■ Data supplied ■
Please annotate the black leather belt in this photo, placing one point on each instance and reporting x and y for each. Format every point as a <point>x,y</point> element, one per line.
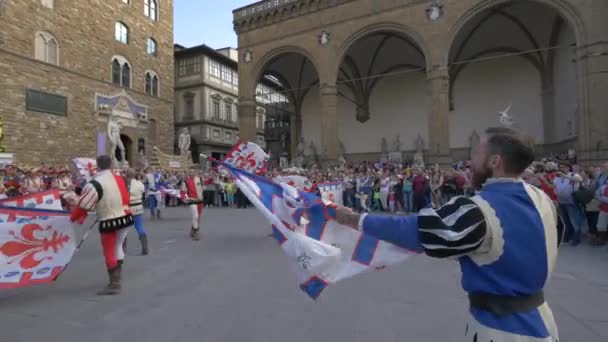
<point>506,305</point>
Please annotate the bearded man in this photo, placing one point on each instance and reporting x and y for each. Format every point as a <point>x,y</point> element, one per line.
<point>505,239</point>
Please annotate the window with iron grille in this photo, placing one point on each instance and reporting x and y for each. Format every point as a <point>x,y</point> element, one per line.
<point>40,101</point>
<point>188,66</point>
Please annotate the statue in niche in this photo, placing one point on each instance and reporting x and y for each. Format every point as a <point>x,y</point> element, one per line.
<point>474,140</point>
<point>505,118</point>
<point>300,156</point>
<point>314,154</point>
<point>114,128</point>
<point>384,146</point>
<point>184,142</point>
<point>363,114</point>
<point>419,155</point>
<point>396,144</point>
<point>342,156</point>
<point>142,160</point>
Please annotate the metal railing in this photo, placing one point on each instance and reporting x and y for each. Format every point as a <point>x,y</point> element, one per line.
<point>259,7</point>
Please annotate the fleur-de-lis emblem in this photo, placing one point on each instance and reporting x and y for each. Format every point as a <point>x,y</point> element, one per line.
<point>246,161</point>
<point>24,249</point>
<point>304,261</point>
<point>92,169</point>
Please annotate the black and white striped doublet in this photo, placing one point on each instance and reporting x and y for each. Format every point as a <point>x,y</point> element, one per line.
<point>454,230</point>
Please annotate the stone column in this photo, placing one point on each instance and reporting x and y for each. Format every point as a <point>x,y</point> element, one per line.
<point>439,129</point>
<point>295,130</point>
<point>329,123</point>
<point>592,58</point>
<point>247,120</point>
<point>548,101</point>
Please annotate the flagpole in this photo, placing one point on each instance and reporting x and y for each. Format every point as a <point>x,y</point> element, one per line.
<point>80,243</point>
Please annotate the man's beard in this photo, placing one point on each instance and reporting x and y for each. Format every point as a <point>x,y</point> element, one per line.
<point>480,176</point>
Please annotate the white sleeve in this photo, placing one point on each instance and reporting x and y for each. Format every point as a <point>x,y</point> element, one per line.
<point>89,197</point>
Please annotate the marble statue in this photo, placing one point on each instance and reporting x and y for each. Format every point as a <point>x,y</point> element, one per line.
<point>2,149</point>
<point>314,154</point>
<point>300,156</point>
<point>474,139</point>
<point>384,147</point>
<point>505,118</point>
<point>114,128</point>
<point>419,155</point>
<point>142,160</point>
<point>184,142</point>
<point>396,144</point>
<point>342,156</point>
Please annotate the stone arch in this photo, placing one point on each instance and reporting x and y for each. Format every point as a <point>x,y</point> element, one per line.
<point>292,72</point>
<point>561,6</point>
<point>382,77</point>
<point>384,27</point>
<point>272,55</point>
<point>128,144</point>
<point>532,42</point>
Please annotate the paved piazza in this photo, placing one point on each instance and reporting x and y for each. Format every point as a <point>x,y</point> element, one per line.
<point>234,285</point>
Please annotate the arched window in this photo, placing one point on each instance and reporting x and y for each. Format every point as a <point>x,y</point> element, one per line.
<point>48,3</point>
<point>126,75</point>
<point>116,73</point>
<point>151,9</point>
<point>46,48</point>
<point>228,112</point>
<point>154,85</point>
<point>121,71</point>
<point>151,47</point>
<point>121,32</point>
<point>151,80</point>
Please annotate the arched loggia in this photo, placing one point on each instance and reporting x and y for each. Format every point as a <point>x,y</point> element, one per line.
<point>518,54</point>
<point>283,84</point>
<point>382,78</point>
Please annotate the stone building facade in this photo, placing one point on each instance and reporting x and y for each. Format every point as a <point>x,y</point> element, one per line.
<point>68,66</point>
<point>207,101</point>
<point>360,72</point>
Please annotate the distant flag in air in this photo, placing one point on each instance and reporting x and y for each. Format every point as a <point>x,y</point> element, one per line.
<point>249,157</point>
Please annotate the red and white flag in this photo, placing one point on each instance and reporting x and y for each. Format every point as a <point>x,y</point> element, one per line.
<point>48,200</point>
<point>36,247</point>
<point>249,157</point>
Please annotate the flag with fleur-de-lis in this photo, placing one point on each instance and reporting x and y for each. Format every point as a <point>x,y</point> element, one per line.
<point>320,250</point>
<point>36,247</point>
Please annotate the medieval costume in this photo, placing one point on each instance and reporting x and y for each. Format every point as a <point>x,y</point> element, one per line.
<point>137,192</point>
<point>193,195</point>
<point>506,240</point>
<point>107,194</point>
<point>63,183</point>
<point>34,183</point>
<point>12,182</point>
<point>154,181</point>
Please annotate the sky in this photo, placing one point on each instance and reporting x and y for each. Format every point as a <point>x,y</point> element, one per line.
<point>206,22</point>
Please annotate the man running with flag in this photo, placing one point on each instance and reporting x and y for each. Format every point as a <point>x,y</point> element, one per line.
<point>107,194</point>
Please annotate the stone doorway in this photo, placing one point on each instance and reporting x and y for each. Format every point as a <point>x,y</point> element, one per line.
<point>128,144</point>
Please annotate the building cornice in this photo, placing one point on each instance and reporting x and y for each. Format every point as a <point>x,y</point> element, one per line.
<point>265,12</point>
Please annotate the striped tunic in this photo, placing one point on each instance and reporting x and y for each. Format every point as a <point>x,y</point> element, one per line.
<point>505,239</point>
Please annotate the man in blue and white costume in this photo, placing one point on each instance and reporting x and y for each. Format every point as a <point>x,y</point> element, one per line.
<point>154,182</point>
<point>505,238</point>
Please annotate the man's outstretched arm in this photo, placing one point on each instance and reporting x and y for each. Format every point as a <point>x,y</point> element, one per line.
<point>454,230</point>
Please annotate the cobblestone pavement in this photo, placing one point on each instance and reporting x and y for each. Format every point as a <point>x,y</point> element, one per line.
<point>234,285</point>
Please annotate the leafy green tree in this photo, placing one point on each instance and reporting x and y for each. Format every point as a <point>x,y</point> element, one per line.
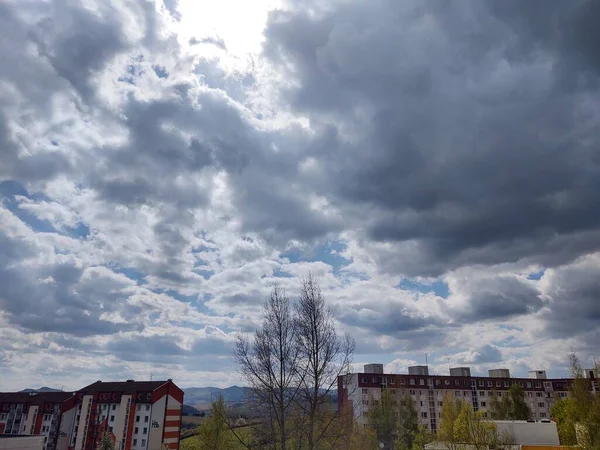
<point>512,406</point>
<point>382,417</point>
<point>561,413</point>
<point>472,428</point>
<point>106,442</point>
<point>447,434</point>
<point>407,425</point>
<point>578,417</point>
<point>215,433</point>
<point>422,438</point>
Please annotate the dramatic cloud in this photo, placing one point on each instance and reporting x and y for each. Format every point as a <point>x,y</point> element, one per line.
<point>163,164</point>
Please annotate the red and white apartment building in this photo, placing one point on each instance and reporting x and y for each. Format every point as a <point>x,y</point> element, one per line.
<point>357,392</point>
<point>137,415</point>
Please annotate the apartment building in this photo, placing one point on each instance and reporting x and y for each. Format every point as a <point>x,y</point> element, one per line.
<point>359,391</point>
<point>137,415</point>
<point>32,413</point>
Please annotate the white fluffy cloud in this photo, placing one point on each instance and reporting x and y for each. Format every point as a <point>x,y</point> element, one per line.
<point>435,167</point>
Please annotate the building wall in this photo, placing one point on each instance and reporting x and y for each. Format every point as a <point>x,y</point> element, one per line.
<point>357,393</point>
<point>30,421</point>
<point>65,429</point>
<point>172,422</point>
<point>527,433</point>
<point>122,422</point>
<point>157,421</point>
<point>82,423</point>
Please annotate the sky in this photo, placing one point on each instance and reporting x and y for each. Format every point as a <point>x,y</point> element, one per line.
<point>435,165</point>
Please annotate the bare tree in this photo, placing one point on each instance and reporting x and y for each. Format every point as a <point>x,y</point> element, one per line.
<point>323,357</point>
<point>269,363</point>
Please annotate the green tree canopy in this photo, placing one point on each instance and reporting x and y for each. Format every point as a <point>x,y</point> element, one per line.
<point>512,406</point>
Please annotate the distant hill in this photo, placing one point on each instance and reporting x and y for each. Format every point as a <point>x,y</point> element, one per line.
<point>200,397</point>
<point>42,389</point>
<point>188,410</point>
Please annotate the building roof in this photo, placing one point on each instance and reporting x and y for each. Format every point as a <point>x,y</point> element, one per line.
<point>34,398</point>
<point>124,387</point>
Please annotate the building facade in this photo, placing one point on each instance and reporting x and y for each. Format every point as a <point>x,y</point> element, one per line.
<point>137,415</point>
<point>359,391</point>
<point>32,413</point>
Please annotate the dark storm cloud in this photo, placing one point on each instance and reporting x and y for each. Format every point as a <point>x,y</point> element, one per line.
<point>573,294</point>
<point>59,297</point>
<point>462,129</point>
<point>495,298</point>
<point>204,354</point>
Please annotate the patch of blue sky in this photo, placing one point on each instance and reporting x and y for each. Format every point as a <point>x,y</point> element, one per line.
<point>438,287</point>
<point>9,190</point>
<point>195,301</point>
<point>536,275</point>
<point>129,272</point>
<point>329,253</point>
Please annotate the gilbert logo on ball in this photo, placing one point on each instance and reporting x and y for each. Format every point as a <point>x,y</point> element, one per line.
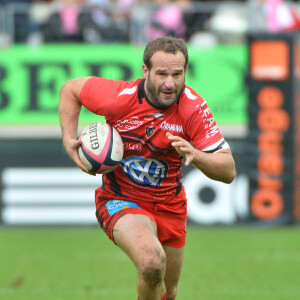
<point>102,147</point>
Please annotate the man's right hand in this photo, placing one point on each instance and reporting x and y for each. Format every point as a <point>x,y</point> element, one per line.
<point>71,147</point>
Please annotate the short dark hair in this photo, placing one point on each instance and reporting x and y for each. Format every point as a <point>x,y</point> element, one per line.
<point>166,44</point>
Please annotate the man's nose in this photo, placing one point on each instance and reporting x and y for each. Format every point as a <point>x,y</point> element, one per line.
<point>169,83</point>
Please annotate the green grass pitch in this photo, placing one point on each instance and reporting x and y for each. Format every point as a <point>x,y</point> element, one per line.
<point>81,263</point>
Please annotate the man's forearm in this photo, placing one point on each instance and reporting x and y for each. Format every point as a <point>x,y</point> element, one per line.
<point>218,166</point>
<point>69,110</point>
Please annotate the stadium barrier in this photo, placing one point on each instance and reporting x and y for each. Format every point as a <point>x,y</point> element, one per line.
<point>274,114</point>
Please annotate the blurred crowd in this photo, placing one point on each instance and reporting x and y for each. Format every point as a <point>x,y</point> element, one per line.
<point>138,21</point>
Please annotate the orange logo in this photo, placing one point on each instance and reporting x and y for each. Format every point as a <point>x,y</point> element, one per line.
<point>269,60</point>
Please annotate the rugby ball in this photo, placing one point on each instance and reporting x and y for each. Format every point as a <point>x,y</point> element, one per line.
<point>101,148</point>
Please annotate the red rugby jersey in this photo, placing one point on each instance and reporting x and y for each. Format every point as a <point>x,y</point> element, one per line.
<point>151,167</point>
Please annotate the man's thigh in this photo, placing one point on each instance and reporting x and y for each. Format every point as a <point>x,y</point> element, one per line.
<point>173,268</point>
<point>136,235</point>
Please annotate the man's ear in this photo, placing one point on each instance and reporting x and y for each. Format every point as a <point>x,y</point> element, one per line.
<point>145,70</point>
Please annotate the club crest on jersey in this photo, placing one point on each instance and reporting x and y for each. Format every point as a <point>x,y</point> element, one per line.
<point>147,172</point>
<point>150,130</point>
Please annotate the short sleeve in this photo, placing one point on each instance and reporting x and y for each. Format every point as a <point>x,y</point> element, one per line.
<point>99,94</point>
<point>202,128</point>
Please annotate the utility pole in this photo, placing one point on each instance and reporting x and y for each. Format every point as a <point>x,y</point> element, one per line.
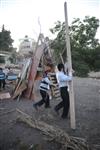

■ Task prompt ■
Can you turn the part of the data above that opens with the line containing "Please annotate the man's right" and closes with the line containing "<point>71,147</point>", both lines included, into a numbered list with blank lines left out?

■ Exercise response ■
1. Please annotate the man's right hand in this photo, placing one point on each instance and reporting x and y for each. Format every point as a <point>x,y</point> element, one per line.
2. <point>71,147</point>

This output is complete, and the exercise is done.